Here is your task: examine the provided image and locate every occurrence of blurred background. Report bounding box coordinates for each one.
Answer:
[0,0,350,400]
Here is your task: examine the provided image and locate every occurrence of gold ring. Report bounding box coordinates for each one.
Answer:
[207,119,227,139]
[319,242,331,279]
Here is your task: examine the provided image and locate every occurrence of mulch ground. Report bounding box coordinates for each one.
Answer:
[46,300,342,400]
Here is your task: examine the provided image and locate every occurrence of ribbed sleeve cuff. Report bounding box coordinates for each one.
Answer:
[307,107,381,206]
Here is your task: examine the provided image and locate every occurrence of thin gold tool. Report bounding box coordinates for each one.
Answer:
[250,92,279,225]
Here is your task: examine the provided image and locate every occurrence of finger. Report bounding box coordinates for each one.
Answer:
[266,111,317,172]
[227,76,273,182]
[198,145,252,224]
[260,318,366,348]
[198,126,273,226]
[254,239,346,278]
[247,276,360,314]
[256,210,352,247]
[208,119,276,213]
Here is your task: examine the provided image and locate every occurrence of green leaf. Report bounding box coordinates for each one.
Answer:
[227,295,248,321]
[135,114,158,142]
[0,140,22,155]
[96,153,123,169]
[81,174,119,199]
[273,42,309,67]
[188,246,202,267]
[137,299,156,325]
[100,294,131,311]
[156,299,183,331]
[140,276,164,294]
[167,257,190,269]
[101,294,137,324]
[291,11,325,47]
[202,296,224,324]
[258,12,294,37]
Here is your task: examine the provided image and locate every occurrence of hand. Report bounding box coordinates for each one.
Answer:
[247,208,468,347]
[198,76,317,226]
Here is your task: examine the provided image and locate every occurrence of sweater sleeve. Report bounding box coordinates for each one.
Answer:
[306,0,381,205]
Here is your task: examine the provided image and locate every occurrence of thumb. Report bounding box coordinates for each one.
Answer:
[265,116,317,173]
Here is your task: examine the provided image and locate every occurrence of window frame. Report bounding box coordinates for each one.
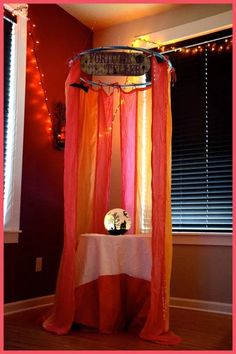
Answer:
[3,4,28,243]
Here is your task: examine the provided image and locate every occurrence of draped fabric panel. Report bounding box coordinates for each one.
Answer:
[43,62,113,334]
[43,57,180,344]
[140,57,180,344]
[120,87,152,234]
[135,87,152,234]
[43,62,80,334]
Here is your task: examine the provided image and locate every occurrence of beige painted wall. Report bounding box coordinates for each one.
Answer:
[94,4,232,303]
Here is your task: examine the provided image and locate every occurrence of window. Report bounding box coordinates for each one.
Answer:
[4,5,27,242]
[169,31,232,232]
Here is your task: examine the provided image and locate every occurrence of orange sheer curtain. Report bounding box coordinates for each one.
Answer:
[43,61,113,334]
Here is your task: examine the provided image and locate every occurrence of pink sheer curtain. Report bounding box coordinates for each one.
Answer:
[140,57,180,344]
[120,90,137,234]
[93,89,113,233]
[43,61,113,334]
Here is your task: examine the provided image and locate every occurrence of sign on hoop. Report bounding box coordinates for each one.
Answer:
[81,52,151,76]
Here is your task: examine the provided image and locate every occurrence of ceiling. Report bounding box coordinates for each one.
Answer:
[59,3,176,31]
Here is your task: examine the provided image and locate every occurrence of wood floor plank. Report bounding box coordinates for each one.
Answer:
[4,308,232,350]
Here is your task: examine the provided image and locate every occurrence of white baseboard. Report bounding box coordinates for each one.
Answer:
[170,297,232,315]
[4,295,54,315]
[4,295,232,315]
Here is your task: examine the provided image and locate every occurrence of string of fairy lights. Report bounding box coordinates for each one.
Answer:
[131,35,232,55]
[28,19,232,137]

_ _ _ _ _

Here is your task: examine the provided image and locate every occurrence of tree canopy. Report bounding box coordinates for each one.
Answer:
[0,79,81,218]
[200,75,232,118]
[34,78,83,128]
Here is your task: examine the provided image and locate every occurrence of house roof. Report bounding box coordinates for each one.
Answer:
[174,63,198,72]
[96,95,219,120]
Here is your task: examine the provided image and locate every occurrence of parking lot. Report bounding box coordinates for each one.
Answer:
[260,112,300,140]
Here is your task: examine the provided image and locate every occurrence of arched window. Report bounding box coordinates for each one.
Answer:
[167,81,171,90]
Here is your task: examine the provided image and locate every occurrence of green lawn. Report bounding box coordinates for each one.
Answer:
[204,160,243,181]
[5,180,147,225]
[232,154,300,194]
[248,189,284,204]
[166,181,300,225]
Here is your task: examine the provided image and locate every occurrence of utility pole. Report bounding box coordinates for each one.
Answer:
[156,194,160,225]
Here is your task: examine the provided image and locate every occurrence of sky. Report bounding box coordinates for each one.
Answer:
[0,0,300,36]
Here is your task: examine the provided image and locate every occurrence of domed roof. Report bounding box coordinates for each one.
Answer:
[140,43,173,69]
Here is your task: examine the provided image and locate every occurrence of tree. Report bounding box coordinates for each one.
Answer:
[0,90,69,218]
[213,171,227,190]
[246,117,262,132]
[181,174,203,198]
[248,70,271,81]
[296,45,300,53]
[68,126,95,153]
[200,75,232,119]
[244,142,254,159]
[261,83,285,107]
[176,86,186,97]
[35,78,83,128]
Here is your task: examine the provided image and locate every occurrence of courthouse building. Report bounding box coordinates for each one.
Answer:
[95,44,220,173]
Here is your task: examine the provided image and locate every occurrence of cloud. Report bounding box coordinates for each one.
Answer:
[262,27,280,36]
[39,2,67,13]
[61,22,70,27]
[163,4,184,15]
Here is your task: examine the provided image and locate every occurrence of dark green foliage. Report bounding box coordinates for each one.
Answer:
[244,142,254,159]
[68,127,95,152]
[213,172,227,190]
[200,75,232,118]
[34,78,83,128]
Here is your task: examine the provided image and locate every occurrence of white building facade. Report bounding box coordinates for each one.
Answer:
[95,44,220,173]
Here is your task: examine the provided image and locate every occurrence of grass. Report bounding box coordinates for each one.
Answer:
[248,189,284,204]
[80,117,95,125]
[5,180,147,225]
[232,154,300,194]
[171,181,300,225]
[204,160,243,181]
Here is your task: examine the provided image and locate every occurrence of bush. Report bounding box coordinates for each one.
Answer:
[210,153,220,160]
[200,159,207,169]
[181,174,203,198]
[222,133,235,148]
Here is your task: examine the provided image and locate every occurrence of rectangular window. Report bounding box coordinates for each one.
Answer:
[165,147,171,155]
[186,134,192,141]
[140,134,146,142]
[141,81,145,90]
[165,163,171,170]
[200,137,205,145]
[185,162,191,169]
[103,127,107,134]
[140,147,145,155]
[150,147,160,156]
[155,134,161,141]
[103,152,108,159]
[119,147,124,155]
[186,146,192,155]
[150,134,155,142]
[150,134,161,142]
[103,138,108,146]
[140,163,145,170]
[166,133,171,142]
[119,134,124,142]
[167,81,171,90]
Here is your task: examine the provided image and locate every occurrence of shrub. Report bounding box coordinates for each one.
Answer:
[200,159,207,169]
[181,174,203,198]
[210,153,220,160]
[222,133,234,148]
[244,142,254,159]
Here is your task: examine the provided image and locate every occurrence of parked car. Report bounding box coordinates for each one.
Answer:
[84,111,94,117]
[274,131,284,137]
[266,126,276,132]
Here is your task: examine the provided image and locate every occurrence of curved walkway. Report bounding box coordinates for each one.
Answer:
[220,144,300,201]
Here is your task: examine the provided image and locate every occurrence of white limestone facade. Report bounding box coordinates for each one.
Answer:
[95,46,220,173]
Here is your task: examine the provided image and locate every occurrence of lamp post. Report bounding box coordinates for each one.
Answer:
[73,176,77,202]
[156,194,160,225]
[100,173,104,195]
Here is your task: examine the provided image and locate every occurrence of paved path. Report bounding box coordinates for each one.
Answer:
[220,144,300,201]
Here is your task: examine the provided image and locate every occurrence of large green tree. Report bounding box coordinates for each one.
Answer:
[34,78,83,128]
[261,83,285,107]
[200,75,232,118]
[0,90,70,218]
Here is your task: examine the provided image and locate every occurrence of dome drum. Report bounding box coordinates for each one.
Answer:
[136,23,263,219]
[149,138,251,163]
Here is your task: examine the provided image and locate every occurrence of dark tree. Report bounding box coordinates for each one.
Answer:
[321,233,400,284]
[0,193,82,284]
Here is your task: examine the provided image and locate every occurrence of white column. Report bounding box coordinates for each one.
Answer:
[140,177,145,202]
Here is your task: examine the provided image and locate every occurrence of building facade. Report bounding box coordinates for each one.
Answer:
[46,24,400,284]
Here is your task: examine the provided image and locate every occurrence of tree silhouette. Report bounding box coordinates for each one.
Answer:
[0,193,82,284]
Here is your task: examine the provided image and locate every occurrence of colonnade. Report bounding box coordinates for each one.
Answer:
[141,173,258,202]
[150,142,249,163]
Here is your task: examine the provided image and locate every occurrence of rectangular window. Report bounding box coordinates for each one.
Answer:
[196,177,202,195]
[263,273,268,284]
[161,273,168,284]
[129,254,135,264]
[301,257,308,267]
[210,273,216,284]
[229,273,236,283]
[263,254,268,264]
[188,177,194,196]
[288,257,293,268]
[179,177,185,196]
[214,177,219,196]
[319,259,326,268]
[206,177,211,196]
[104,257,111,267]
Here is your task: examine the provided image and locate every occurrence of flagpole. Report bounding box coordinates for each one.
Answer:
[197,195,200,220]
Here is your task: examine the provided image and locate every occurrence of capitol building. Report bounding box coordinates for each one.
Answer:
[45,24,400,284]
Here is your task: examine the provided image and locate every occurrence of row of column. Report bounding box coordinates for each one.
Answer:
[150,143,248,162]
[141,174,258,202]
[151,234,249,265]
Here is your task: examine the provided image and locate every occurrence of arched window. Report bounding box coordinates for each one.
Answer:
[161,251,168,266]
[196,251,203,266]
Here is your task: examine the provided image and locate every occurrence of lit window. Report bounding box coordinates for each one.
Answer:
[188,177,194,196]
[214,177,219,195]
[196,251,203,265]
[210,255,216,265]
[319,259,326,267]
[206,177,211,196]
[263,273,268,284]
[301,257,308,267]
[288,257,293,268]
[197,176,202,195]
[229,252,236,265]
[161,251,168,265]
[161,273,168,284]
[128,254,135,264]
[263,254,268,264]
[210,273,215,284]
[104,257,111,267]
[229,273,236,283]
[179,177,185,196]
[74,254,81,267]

_ _ _ _ _

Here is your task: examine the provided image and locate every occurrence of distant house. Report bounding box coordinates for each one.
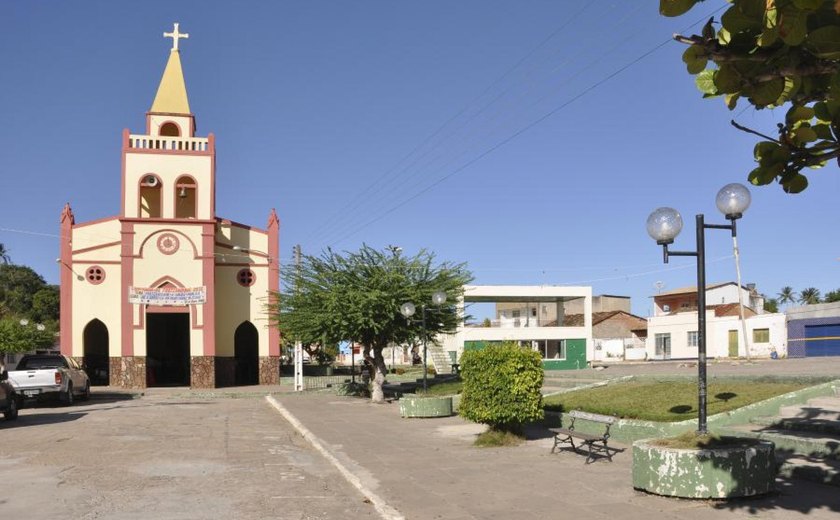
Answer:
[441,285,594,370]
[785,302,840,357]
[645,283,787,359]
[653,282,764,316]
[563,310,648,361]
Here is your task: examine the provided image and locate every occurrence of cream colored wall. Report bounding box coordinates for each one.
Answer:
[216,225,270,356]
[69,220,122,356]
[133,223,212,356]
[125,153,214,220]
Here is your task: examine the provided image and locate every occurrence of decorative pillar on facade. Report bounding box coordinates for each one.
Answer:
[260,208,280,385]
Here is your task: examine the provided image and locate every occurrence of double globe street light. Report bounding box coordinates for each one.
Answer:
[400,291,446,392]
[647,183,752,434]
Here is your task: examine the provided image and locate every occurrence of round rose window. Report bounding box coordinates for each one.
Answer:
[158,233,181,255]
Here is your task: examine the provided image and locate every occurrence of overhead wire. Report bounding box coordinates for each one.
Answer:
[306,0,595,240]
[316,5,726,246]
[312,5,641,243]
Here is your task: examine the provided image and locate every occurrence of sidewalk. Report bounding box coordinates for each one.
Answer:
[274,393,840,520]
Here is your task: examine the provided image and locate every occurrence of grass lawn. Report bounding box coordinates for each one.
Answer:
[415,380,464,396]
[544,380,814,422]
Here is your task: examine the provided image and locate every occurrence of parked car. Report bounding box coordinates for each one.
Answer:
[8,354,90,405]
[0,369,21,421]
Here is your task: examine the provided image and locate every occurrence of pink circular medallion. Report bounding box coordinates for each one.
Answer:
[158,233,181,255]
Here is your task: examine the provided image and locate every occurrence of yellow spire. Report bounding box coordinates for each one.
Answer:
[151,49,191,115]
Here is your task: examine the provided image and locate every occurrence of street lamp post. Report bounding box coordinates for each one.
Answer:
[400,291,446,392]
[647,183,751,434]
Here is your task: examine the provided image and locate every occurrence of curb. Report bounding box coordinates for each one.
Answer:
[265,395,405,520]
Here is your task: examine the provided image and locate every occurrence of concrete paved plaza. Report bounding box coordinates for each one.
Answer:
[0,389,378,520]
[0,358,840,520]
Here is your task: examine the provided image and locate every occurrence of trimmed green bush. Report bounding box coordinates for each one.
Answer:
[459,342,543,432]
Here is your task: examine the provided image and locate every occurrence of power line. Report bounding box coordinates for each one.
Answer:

_ _ _ _ _

* Exercise objective
Find each line in the data above that contains the word "curtain" and copy it out, treating uppercase and lowercase as different.

* Result of the task
Here is your task: examine the provided image and locate every occurrence of orange sheer curtain. Report bounding box coordinates for each one.
Here is your task: examine the provided image and locate every occurrence of pink sheer curtain. Report bounding box coordinates for each one.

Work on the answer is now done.